— Your task —
All entries should be copied exactly, none left out.

(Supplied records Opens)

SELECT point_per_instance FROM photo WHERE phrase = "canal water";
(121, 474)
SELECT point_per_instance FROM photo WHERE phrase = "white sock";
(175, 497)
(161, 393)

(Supplied records Closes)

— Response box —
SELECT point_per_instance FROM photo WHERE phrase = "canal water";
(121, 474)
SELECT point_per_instance FROM photo WHERE phrase = "white sock";
(175, 497)
(161, 393)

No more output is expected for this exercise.